▸ Descrição do problema
Cada afirmação a seguir concorda com o trecho de origem? Responda sim ou não e cite entre aspas, sem alterar nada, as palavras do trecho que decidem. 1. Os Ípsilons invejam os Alfas. 2. Os livros nessa Londres são essencialmente teóricos. 3. Os esportes que não exigem equipamentos caros continuam sendo praticados.

▸ Trecho de origem
######
Bom, eu sou terrível em Biologia, minhas notas nessa matéria nunca foram boas, então farei uma análise por alto sobre como se dá esse processo para gerar os seres humanos. As pessoas nascem artificialmente e são condicionadas, ou seja, elas nascem para ser um determinado tipo de pessoa e apenas aquele tipo de pessoa. Por isso, elas fazem unicamente o que foram condicionadas a fazer. A sociedade é dividida em castas, sendo a Alfa a mais inteligente e a mais privilegiada, e os Ípsilons, os mais subalternos. Um ponto interessante é que os Alfas odeiam a sensação de cogitar a possibilidade de terem nascidos como Ípsilons, e estes, por sua vez, não invejam os Alfas, pois se sentem confortáveis na posição menos privilegiada da sociedade: são felizes com o que fazem, com suas horas de trabalho para que no final delas recebam suas doses de “soma”. O fato é que todas as castas reconhecem o seu lugar, e devem ficar assim, para a conveniência do Estado que tem toda a sociedade da maneira que quer, como seus prisioneiros. Mas estes, por sua vez, se consideram felizes. É engraçado, eu falei em distopia no início. Para nós o livro parece ser completamente distópico, mas para eles, o lugar onde vivem é uma utopia. 

Um detalhe importante que vale ser refletido no livro é a expurgação da arte. Não há arte! Você não veria quadros como Monalisa ou leria romances de Shakespeare. Os livros nessa Londres são essencialmente teóricos, desprovidos de qualquer elemento que possa suscitar algum sentimento que desnorteie aquela sociedade perfeita. Nisso, nem a Bíblia escapou. 

A beleza também é uma preocupação freqüente entre eles, principalmente nas mulheres, que sempre procuram estarem bonitas para agradar aos homens. O corpo deve ser sempre esbelto, sem rugas, sem qualquer deformação. E a velhice, bom, eles também não ficam senis, graças aos maravilhosos produtos biológicos que deixam a pele rejuvenescida. 

O consumismo também é muito presente. O Estado apenas mantém o que consome. Por exemplo, os esportes praticados pela população são sempre custosos, pois necessitam de utensílios dispendiosos; todos os outros esportes que não dispunham de caros equipamentos foram extintos.
######
▸ Dados para análise
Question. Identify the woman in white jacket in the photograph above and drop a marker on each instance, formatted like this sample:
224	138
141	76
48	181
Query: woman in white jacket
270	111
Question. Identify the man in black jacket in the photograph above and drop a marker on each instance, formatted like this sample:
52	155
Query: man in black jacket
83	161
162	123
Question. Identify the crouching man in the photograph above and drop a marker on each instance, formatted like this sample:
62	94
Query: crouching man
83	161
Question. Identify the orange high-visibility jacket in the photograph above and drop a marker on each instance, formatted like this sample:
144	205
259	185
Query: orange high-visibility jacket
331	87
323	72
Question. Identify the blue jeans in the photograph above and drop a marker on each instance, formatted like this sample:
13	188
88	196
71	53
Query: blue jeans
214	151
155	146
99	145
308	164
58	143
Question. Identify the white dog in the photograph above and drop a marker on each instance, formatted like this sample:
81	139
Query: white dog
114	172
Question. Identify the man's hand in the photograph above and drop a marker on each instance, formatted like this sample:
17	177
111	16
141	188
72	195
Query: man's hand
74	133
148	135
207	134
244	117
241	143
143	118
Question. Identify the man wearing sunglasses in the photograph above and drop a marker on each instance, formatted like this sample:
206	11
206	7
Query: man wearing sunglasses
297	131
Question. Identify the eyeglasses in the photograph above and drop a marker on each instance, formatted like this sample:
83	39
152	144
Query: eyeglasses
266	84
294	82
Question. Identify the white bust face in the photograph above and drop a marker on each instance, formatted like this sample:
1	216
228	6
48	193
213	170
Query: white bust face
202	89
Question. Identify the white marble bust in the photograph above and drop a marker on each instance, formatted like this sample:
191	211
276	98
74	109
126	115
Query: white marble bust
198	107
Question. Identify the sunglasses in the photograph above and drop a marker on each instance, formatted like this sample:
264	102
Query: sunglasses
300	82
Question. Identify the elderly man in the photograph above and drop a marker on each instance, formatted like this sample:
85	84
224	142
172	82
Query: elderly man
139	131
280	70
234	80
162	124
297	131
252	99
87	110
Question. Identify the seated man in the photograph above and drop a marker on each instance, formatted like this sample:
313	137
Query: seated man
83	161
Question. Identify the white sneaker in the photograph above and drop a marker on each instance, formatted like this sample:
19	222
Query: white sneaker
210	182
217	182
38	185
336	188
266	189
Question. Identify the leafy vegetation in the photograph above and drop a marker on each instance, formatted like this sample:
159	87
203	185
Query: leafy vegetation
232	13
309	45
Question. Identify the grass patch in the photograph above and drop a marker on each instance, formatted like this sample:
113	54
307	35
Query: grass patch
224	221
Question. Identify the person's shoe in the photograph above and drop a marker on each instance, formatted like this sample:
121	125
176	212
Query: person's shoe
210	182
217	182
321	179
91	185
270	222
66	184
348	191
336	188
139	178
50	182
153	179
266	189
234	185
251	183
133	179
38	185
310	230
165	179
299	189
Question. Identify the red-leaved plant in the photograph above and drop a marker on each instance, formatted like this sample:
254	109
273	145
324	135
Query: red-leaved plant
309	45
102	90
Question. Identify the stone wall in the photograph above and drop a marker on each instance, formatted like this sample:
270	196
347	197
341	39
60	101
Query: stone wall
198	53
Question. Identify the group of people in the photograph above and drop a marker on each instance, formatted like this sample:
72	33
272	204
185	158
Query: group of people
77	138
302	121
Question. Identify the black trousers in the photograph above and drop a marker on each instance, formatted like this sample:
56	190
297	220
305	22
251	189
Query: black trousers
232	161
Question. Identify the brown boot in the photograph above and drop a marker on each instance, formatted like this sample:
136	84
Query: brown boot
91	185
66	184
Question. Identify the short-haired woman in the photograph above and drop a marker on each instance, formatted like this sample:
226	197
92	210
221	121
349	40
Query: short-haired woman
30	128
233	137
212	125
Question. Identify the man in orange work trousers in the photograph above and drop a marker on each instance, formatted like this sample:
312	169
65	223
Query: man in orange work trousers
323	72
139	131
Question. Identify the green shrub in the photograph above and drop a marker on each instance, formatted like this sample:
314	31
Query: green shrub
######
▸ Resposta
1. Não: "estes, por sua vez, não invejam os Alfas"
2. Sim: "Os livros nessa Londres são essencialmente teóricos"
3. Não: "todos os outros esportes que não dispunham de caros equipamentos foram extintos"